◆ **Task instructions**
Write out the records word for word, with no pictures.

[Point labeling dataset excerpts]
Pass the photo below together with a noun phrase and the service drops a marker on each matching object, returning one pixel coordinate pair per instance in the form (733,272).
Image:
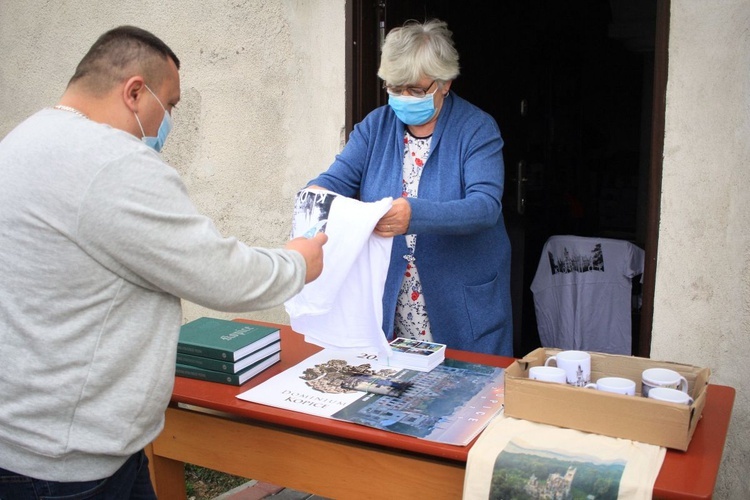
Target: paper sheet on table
(539,459)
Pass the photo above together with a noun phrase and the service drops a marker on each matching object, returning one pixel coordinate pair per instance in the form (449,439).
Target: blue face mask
(413,110)
(161,136)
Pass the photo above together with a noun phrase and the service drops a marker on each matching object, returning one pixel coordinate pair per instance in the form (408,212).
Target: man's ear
(132,92)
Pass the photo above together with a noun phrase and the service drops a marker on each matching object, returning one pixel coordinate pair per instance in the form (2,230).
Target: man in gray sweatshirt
(99,241)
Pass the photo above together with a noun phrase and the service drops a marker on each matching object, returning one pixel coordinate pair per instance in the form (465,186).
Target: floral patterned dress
(411,312)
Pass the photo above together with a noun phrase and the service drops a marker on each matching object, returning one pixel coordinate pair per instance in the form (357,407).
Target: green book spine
(227,378)
(227,366)
(223,339)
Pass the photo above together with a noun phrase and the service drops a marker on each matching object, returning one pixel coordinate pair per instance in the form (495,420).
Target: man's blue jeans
(131,481)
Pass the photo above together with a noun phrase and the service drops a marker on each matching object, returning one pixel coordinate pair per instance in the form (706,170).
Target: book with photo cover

◆ **Solution**
Pass the photo below together with a noun phrase and the service drops a marker on each matching object, returning one pixel coordinate pair per instance in the form (733,272).
Image:
Target: paper sheet on table
(539,459)
Pass the photo above together with a noun phrase and the service drops a marker on each matching object, returning one pixel coordinate pair per instance in the form (449,439).
Target: blue face mask
(413,110)
(161,136)
Pass the photo above together with a noun phrase and the service drops a marker on each matching object, returning one pixel coordinate pair per instance in the form (408,212).
Target: man's ear
(132,92)
Pass the photo above together with a noun phrase and the service drops a marker on each matching object, returning one pixel coordinate pair per instance in the form (2,230).
Target: man in gray sweatshirt
(99,241)
Pass the photo above together with a noun phrase and the service drops a marker on each matching object, returning one pixel coordinate pair per instance in the form (465,186).
Target: floral patterned dress
(411,312)
Pass the photo above together with a noun phrase and the service drops a marker on each matching object, returning one pixel coordinate pair per instance in the form (357,407).
Target: green book spine
(227,378)
(227,366)
(223,339)
Pass the photo above together with a noun phrase and the service drops a marker on each matching object, returning one pixel coordinate pair per instance in the form (495,420).
Target: man's blue jeans
(131,481)
Pass the photo above together with a noun phrase and the service drops a marker on each matching object, returning one pixel coordinate pair per instance in the form (706,170).
Target: book with photo cover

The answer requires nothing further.